WORK TO BE COMPLETED
Check every line of the data below for the string "ridge", and copy the ones that hold it.

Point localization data

• • • •

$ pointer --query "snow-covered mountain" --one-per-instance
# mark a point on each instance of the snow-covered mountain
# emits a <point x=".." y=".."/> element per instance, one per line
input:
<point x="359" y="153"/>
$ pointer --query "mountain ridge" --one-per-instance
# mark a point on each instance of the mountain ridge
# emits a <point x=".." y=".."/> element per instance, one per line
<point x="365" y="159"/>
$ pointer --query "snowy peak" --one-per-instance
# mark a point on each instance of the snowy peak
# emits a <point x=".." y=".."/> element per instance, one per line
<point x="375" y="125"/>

• • • •

RESPONSE TO THIS EXERCISE
$ pointer --query "mountain ridge" --one-per-instance
# mark a point on each instance of the mountain ridge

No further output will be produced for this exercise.